Written instruction: Please reproduce the lines of the records below word for word, from the line containing "Where can the red dragon" through the end of the records, both ends included.
start Recorded information
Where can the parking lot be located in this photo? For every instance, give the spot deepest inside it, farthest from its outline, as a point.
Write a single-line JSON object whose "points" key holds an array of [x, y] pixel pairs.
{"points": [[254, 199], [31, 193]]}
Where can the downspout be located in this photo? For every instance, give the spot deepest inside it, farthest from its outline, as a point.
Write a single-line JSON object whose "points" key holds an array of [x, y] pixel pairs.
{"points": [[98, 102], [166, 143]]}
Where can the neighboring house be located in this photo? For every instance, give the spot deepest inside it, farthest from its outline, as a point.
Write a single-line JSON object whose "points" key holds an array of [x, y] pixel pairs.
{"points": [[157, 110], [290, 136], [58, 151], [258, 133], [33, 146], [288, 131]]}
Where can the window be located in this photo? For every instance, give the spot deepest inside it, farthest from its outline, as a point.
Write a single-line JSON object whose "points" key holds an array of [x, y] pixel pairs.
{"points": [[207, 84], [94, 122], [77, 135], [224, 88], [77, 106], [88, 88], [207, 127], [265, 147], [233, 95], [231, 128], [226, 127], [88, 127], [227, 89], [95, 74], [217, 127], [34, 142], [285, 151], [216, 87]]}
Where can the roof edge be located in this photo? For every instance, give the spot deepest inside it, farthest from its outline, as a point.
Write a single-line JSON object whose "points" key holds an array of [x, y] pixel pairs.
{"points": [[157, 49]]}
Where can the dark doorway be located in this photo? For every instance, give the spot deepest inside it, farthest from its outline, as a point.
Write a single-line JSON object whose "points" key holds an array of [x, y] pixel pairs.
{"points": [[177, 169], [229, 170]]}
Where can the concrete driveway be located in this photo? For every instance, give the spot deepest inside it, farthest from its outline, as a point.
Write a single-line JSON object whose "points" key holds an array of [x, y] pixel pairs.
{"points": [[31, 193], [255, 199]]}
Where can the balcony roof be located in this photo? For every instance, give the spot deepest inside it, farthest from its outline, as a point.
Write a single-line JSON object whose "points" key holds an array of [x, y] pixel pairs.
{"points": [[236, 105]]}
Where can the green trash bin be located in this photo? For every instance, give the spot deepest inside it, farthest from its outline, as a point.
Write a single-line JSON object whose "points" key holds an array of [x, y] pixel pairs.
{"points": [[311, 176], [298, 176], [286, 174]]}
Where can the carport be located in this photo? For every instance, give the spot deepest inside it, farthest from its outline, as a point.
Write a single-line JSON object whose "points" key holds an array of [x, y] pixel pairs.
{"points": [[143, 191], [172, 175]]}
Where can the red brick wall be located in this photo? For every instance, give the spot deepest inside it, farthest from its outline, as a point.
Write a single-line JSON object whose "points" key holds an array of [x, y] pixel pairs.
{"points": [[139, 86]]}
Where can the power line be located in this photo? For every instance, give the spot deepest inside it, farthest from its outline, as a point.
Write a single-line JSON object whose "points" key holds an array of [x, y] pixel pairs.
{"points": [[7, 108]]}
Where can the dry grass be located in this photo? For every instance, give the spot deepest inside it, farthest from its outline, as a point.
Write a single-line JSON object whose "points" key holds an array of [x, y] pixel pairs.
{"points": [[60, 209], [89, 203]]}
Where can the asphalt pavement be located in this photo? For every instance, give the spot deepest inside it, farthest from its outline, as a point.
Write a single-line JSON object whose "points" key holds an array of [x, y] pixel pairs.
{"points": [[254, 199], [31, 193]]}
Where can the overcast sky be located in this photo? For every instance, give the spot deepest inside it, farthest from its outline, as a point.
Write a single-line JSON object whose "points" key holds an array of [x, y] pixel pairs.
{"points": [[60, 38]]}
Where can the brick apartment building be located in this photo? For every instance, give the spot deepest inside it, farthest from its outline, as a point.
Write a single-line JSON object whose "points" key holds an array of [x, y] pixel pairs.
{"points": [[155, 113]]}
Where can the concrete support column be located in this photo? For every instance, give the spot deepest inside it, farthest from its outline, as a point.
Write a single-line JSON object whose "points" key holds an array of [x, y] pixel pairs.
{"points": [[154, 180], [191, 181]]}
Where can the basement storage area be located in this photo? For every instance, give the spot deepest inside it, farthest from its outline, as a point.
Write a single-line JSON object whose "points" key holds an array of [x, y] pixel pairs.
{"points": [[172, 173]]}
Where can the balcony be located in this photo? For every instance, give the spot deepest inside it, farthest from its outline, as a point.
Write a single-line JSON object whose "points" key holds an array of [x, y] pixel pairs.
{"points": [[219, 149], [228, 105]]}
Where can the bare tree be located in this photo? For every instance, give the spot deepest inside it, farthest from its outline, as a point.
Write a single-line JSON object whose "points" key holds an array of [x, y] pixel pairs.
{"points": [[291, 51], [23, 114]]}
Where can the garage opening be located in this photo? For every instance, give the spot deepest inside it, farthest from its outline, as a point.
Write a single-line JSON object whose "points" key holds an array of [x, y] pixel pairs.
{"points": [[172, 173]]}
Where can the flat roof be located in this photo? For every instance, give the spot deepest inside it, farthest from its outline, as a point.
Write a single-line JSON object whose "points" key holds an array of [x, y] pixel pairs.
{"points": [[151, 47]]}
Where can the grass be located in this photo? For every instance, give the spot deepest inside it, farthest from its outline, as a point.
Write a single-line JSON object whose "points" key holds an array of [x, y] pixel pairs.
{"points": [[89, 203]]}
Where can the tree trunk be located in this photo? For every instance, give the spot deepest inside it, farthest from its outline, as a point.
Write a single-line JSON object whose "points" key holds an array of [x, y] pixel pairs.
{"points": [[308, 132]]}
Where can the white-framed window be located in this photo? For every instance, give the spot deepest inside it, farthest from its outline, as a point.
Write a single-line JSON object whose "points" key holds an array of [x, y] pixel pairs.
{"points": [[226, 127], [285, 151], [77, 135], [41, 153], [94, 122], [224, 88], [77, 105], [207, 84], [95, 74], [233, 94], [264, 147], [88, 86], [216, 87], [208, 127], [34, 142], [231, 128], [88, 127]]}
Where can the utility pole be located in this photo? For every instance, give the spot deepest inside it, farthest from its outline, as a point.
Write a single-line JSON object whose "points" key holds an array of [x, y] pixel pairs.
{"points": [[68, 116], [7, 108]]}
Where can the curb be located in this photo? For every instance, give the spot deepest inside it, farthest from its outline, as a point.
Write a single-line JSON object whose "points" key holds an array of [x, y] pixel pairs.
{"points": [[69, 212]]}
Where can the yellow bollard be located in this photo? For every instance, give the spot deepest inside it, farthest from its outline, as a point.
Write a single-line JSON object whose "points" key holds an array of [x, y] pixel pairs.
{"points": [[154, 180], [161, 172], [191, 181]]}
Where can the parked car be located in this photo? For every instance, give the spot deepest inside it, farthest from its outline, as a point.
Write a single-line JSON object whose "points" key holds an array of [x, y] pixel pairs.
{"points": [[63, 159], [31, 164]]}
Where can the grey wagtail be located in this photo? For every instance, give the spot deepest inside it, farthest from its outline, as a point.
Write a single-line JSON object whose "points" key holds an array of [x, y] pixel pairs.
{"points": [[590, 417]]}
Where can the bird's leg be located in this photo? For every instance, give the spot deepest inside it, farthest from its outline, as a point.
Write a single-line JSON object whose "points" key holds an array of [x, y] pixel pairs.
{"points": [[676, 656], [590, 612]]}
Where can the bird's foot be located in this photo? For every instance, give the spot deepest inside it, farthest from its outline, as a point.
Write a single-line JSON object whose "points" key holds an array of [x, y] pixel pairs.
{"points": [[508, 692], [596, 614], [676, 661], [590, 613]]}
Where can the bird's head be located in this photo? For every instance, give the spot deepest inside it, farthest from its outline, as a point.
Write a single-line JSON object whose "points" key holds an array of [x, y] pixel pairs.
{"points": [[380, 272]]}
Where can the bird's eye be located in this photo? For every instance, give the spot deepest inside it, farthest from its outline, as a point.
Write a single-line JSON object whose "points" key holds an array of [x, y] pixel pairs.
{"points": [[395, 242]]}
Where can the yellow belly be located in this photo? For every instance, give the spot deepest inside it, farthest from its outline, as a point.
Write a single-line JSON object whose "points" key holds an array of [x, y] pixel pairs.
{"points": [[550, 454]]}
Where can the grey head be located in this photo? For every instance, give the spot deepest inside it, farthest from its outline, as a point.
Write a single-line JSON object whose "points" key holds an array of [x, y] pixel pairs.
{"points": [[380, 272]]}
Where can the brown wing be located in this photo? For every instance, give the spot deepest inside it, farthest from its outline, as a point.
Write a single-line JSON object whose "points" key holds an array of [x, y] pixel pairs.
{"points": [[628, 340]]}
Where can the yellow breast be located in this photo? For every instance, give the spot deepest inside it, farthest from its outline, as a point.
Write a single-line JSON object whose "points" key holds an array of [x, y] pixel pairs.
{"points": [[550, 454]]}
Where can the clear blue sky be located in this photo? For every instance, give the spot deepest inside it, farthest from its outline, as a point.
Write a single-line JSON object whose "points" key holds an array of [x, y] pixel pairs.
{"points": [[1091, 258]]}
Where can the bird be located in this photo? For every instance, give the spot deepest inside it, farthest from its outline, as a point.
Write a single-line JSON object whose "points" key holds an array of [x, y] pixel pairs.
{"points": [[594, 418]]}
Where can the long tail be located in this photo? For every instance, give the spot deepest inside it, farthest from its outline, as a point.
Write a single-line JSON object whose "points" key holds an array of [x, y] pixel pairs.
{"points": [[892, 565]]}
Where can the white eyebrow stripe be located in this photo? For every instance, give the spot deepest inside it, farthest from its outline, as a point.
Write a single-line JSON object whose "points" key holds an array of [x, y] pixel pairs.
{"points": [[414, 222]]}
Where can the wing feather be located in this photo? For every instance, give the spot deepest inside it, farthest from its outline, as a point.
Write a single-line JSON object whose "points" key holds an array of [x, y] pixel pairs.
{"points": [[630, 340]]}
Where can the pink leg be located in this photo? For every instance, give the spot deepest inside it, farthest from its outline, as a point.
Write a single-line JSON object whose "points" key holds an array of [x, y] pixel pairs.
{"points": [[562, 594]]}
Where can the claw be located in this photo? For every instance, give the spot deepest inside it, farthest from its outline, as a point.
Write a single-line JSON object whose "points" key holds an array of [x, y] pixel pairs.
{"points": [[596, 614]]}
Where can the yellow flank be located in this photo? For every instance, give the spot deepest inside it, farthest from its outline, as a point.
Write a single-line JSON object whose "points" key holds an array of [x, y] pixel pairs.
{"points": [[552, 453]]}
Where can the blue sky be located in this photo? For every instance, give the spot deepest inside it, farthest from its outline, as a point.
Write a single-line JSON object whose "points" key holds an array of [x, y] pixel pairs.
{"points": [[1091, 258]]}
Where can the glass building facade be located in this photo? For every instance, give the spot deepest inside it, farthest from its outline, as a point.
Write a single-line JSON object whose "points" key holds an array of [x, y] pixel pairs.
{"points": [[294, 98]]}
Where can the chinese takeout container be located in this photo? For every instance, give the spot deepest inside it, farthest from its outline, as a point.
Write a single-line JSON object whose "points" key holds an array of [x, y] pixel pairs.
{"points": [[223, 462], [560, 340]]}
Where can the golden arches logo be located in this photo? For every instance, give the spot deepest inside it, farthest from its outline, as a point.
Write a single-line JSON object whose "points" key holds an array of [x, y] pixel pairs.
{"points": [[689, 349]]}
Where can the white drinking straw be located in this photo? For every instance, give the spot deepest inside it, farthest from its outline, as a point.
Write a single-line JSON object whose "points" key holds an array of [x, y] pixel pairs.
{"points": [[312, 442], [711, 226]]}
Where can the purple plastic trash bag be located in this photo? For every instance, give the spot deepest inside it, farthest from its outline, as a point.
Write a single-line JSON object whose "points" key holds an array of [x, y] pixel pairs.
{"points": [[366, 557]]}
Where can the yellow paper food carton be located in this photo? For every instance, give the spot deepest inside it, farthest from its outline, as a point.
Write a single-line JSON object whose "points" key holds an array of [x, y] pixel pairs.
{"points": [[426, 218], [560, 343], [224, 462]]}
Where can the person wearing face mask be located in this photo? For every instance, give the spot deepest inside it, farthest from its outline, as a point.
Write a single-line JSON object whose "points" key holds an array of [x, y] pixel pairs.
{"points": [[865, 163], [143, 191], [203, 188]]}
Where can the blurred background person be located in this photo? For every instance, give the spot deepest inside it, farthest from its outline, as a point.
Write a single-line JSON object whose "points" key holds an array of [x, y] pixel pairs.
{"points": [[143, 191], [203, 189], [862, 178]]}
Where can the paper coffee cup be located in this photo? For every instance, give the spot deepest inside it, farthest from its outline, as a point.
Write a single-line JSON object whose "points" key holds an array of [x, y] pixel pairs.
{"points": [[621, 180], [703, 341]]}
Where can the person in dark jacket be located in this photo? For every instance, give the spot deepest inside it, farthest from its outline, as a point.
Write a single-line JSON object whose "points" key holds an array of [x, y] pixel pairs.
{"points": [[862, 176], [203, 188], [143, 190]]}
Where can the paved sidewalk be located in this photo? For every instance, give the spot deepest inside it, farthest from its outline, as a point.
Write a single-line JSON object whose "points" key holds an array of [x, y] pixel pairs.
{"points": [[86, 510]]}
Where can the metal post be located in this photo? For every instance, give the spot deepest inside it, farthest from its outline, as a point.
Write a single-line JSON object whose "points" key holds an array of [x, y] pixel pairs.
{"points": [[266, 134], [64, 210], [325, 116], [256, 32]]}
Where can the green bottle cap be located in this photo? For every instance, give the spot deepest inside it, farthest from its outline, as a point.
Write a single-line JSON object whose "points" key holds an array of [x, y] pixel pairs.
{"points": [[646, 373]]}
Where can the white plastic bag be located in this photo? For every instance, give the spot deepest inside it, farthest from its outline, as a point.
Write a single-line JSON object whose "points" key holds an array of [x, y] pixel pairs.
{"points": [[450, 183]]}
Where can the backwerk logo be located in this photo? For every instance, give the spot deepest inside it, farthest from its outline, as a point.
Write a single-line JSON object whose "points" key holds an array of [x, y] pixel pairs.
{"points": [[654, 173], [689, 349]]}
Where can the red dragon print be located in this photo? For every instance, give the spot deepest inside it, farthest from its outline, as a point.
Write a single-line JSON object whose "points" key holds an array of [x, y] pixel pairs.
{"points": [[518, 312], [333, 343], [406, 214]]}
end Recorded information
The response:
Where can the red dragon print be located in this photo? For every instance, give the spot deepest inside it, farthest from its outline, as a point.
Write a single-line JSON object whose "points" key holds an array of [x, y] pixel pairs.
{"points": [[518, 312], [333, 343], [406, 214]]}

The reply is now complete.